● **JOB**: Using the text on the album Bedtime Prayers, say whether each statement below agrees with it, answering yes or no and quoting the words that decide it. 1. Sparrow Records released the album. 2. Paris wrote every song on the album. 3. Paris won the Dove Award for the album in 2001.

● **SOURCE EXCERPT**:

···

Bedtime Prayers: Lullabies and Peaceful Worship is the fourteenth studio and children's music album by Christian singer-songwriter Twila Paris, released on March 27, 2001 by Sparrow Records. Bedtime Prayers consists of original lullabies written by Paris, with the exception of the William O. Cushing hymn "Jewels." The album was perfectly timed because Paris and her husband Jack Wright were expecting their first child. A month after the album's release, Paris gave birth to their first born son named Jack Paris Wright. It was a name Paris had picked out for 15 years.
The album is produced by John Hartley of the U.K. Christian music duo Phil and John, with additional production by Derald Daugherty, lead singer of the alternative Christian rock group The Choir. Paris won a Dove Award for Children's Music Album of the Year for Bedtime Prayers at the 33rd GMA Dove Awards in 2002. The album reached number one on the Billboard Top Kid Albums chart.

···

● **EXTRACTED RECORDS**:
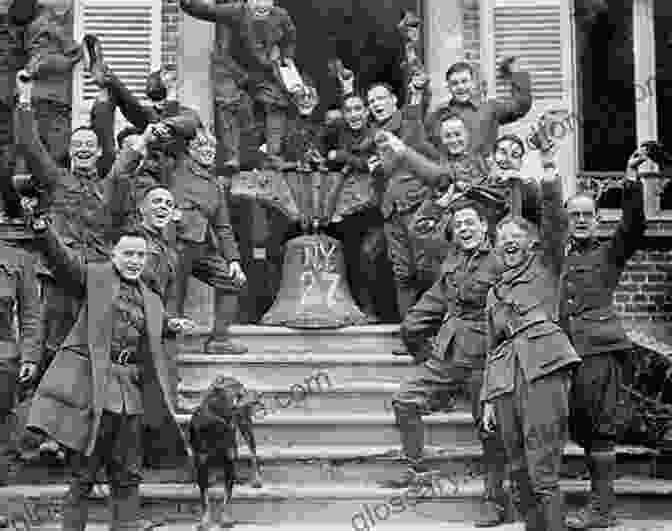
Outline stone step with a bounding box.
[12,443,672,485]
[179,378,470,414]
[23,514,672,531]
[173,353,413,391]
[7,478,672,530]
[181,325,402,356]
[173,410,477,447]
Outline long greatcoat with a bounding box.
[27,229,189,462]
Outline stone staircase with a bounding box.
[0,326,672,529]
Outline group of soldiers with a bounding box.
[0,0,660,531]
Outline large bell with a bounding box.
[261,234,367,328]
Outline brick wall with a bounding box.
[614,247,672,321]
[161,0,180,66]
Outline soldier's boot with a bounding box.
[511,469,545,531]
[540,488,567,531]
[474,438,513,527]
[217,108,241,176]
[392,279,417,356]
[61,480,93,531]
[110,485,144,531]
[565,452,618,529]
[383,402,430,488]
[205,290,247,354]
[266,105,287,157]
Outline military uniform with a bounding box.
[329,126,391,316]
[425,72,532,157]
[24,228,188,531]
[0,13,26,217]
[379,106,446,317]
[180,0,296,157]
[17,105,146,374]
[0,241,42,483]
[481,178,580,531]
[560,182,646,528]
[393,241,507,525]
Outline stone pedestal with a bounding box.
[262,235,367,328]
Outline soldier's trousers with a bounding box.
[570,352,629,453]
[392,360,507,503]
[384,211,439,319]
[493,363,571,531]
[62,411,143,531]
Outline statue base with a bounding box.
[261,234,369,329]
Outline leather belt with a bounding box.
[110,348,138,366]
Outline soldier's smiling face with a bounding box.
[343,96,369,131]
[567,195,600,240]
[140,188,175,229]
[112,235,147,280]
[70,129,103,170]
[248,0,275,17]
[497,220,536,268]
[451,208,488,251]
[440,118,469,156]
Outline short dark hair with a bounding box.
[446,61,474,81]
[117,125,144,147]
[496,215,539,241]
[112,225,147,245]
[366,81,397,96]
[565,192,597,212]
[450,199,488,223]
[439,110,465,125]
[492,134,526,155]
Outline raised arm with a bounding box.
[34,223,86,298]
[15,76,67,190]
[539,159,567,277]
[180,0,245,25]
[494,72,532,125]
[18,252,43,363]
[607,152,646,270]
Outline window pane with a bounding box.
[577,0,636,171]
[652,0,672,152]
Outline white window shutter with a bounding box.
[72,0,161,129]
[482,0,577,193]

···

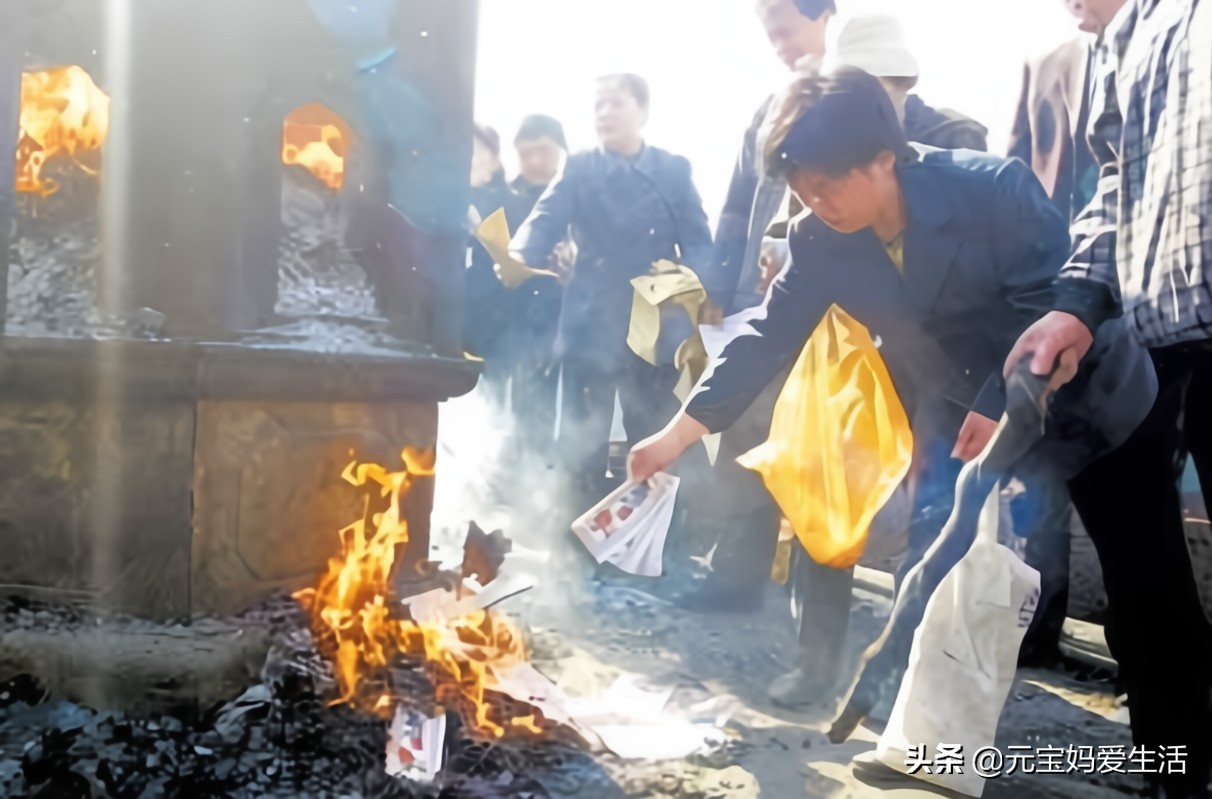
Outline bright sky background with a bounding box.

···

● **SOLVED PROBLEM**:
1. Yes: "released on March 27, 2001 by Sparrow Records"
2. No: "with the exception of the William O. Cushing hymn"
3. No: "at the 33rd GMA Dove Awards in 2002"